THE TASK>
Output these lines as a numbered list, omitting any blank lines.

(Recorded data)
--- Begin ---

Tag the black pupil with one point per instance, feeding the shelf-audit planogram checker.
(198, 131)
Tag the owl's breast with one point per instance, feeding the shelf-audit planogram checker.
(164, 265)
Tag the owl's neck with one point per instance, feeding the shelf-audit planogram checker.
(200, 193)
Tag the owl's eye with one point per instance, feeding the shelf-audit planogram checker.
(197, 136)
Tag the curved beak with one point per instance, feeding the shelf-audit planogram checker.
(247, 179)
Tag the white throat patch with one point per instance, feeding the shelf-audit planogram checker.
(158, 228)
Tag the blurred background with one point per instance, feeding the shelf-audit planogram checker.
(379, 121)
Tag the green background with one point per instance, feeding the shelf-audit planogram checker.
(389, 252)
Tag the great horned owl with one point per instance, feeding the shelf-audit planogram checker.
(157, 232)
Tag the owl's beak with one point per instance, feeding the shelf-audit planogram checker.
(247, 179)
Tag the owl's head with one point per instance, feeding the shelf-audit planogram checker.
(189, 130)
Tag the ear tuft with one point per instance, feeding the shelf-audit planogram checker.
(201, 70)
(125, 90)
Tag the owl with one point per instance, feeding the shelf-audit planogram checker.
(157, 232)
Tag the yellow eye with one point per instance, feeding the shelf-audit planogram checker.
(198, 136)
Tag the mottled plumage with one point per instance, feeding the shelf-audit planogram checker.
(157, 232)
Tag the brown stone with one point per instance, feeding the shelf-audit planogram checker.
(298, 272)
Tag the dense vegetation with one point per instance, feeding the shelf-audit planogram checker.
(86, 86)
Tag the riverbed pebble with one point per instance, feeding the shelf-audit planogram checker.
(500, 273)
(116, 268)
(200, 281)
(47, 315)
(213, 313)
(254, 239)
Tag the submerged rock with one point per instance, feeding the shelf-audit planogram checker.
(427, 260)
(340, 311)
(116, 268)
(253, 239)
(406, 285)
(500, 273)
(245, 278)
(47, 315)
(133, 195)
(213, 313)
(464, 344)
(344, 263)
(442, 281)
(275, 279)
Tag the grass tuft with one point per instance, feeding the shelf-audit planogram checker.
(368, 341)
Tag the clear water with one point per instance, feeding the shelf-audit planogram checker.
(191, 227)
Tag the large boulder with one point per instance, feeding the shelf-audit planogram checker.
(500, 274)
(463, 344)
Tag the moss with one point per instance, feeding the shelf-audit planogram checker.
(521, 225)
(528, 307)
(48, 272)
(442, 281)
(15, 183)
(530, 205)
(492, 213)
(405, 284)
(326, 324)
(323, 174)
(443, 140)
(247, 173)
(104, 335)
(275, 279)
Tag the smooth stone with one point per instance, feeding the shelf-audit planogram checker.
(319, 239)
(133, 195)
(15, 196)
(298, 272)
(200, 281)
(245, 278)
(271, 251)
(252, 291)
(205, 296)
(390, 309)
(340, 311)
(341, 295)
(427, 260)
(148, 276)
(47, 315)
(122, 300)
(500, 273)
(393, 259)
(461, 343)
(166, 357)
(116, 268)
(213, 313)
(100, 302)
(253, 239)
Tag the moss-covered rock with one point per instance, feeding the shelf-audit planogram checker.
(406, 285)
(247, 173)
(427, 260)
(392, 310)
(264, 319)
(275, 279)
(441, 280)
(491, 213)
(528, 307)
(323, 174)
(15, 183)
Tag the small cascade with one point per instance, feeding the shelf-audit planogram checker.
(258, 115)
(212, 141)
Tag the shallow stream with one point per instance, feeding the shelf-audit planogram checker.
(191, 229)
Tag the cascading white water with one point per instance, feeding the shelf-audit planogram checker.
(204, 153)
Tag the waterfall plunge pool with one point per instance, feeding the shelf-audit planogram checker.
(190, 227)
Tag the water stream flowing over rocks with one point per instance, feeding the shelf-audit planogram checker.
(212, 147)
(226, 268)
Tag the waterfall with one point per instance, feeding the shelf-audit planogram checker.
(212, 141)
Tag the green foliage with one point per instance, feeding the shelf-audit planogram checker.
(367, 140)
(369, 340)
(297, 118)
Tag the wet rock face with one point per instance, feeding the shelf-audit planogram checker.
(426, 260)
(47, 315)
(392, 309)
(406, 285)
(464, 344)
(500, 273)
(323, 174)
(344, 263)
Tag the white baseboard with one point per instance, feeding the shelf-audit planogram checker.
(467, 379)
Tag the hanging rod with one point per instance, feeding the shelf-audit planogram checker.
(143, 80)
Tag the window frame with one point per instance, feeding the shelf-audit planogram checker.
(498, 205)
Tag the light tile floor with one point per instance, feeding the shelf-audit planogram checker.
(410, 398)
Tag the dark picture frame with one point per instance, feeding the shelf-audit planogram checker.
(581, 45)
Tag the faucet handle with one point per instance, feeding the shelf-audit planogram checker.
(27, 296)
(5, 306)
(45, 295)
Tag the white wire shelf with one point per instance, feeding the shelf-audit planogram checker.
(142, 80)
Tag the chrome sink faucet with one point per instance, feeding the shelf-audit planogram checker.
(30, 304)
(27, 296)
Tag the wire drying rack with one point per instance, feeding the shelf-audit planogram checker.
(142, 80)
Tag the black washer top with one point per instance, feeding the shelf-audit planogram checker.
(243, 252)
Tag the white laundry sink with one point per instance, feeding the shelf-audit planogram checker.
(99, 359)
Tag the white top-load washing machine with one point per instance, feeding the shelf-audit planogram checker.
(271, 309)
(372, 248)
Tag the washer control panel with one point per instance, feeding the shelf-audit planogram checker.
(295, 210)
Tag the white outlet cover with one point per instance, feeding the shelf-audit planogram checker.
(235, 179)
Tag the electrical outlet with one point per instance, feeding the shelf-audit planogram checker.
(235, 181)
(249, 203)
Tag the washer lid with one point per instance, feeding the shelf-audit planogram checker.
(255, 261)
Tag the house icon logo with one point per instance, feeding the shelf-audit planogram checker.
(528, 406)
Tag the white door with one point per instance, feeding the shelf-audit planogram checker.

--- End ---

WRITTEN RESPONSE>
1. Tag the black pupil with one point per instance, feeding the shelf-audit planogram checker.
2. (198, 131)
3. Tag the owl's breast with one point per instance, feeding the shelf-audit planogram checker.
4. (164, 265)
5. Tag the owl's neck with one point per instance, feeding the shelf-audit planogram checker.
6. (200, 193)
7. Tag the owl's eye with one point per instance, feeding the shelf-audit planogram checker.
8. (197, 136)
9. Tag the curved beak with one point per instance, feeding the shelf-audit planogram checker.
10. (247, 179)
11. Tag the white throat patch with one point per instance, feeding the shelf-audit planogram checker.
12. (158, 228)
13. Tag the blurred background with one point per instance, feeding the shelf-audit planogram checker.
14. (379, 121)
15. Tag the green background with one point per instance, feeding the shelf-audit planogram checker.
16. (389, 252)
17. Tag the great horned owl with one point per instance, feeding the shelf-audit planogram checker.
18. (157, 232)
19. Tag the owl's beak with one point per instance, feeding the shelf-audit planogram checker.
20. (247, 179)
21. Tag the owl's head with one point per instance, feeding the shelf-audit planogram checker.
22. (189, 130)
23. Tag the ear tuft with one point per instance, feeding the shelf-audit planogram checker.
24. (201, 70)
25. (125, 90)
26. Tag the owl with one point per instance, feeding the shelf-audit planogram checker.
27. (157, 232)
28. Tag the yellow eye with one point per instance, feeding the shelf-audit planogram checker.
29. (198, 136)
30. Tag the mottled plumage with one point per instance, feeding the shelf-audit planogram checker.
31. (157, 232)
32. Tag the brown stone with one point per instance, feeding the shelf-audit planogram checker.
33. (298, 272)
34. Tag the dense vegetation with one point per instance, feeding the shelf-audit planogram checker.
35. (86, 86)
36. Tag the riverbed pebble with one point per instance, feeding the shelf-audit planogram checker.
37. (500, 273)
38. (116, 268)
39. (200, 281)
40. (47, 315)
41. (213, 313)
42. (254, 239)
43. Tag the submerged rock with one point per instance, feeding the shelf-audit planogram checker.
44. (427, 260)
45. (340, 311)
46. (116, 268)
47. (253, 239)
48. (406, 285)
49. (500, 273)
50. (245, 278)
51. (47, 315)
52. (133, 195)
53. (213, 313)
54. (464, 344)
55. (344, 263)
56. (442, 281)
57. (275, 279)
58. Tag the grass tuft with one point per instance, feeding the shelf-audit planogram checker.
59. (368, 341)
60. Tag the clear water with one point per instance, feeding the shelf-audit planogram checker.
61. (191, 227)
62. Tag the large boulder with one point per instance, feeding the shelf-audit planogram checker.
63. (500, 274)
64. (463, 344)
65. Tag the moss with one point per instance, feeding the shelf-audit planogram checker.
66. (521, 225)
67. (528, 307)
68. (48, 272)
69. (442, 281)
70. (15, 183)
71. (530, 205)
72. (492, 213)
73. (405, 284)
74. (326, 324)
75. (323, 174)
76. (443, 140)
77. (247, 173)
78. (104, 335)
79. (275, 279)
80. Tag the smooth stone with one point per instance, feeding the shelf-audit planogram checker.
81. (319, 239)
82. (133, 195)
83. (15, 196)
84. (298, 272)
85. (200, 281)
86. (245, 278)
87. (271, 251)
88. (252, 291)
89. (205, 296)
90. (390, 309)
91. (340, 311)
92. (341, 295)
93. (427, 260)
94. (148, 276)
95. (47, 315)
96. (122, 300)
97. (500, 273)
98. (393, 259)
99. (461, 343)
100. (166, 357)
101. (116, 268)
102. (213, 313)
103. (100, 302)
104. (253, 239)
105. Tag the moss-covered rock with one point per instance, feeding the shelf-audit planogram checker.
106. (406, 285)
107. (247, 173)
108. (427, 260)
109. (392, 310)
110. (264, 319)
111. (275, 279)
112. (441, 280)
113. (491, 213)
114. (528, 307)
115. (323, 174)
116. (15, 183)
117. Tag the small cascade with one point per instance, feeding the shelf-audit planogram checker.
118. (258, 115)
119. (212, 141)
120. Tag the shallow stream with one point per instance, feeding the shelf-audit planogram checker.
121. (191, 229)
122. Tag the cascading white water with one point per instance, feeding the shelf-audit planogram checker.
123. (204, 153)
124. Tag the waterfall plunge pool with one point per instance, feeding the shelf-audit planogram checker.
125. (190, 227)
126. Tag the water stream flowing over rocks with one point per instance, feeding the shelf-audit planogram checker.
127. (212, 147)
128. (226, 268)
129. Tag the waterfall with one point per instance, feeding the shelf-audit planogram checker.
130. (212, 141)
131. Tag the green foliage with one point per instance, feeding the shelf-audit planogram checker.
132. (367, 140)
133. (369, 340)
134. (297, 118)
135. Tag the wet rock face with one point per instance, feeding the shelf-audit planogram checker.
136. (426, 260)
137. (47, 315)
138. (392, 309)
139. (406, 285)
140. (464, 344)
141. (500, 273)
142. (323, 174)
143. (344, 263)
144. Tag the white baseboard with one point per instance, feeding the shelf-audit planogram checker.
145. (467, 379)
146. Tag the hanging rod with one point per instance, feeding the shelf-audit planogram checker.
147. (143, 80)
148. Tag the window frame with one point per instance, feeding the shelf-audit planogram checker.
149. (498, 205)
150. Tag the light tile floor with one point per instance, feeding the shelf-audit planogram checker.
151. (410, 398)
152. Tag the dark picture frame with one point per instance, feeding the shelf-audit planogram checker.
153. (581, 45)
154. Tag the faucet handle with one point per instance, feeding the shelf-audit planogram checker.
155. (27, 296)
156. (5, 306)
157. (45, 295)
158. Tag the white wire shelf with one point per instance, feeding the shelf-audit planogram checker.
159. (142, 80)
160. Tag the chrome sink faucet with one point per instance, feeding the shelf-audit planogram checker.
161. (30, 304)
162. (27, 296)
163. Tag the wire drying rack with one point per instance, feeding the shelf-audit planogram checker.
164. (142, 80)
165. Tag the black washer top with one point per instance, feeding the shelf-audit planogram checker.
166. (243, 252)
167. Tag the white laundry sink with one point per instance, feeding the shelf-audit planogram checker.
168. (99, 359)
169. Tag the white top-load washing machine with one point per instance, feeding the shelf-audit planogram checker.
170. (271, 309)
171. (372, 248)
172. Tag the washer control panel with one point per instance, feeding the shelf-audit planogram checker.
173. (295, 210)
174. Tag the white outlet cover with one point per instance, feeding the shelf-audit planogram checker.
175. (235, 179)
176. Tag the electrical outlet with one point per instance, feeding the shelf-audit planogram checker.
177. (235, 181)
178. (249, 203)
179. Tag the washer lid with one point per instance, feeding the shelf-audit planogram checker.
180. (255, 261)
181. Tag the house icon logo with one point per instance, feeding the shelf-audit planogram checker.
182. (528, 406)
183. Tag the white door with one point per instance, feeding the shelf-audit planogram checker.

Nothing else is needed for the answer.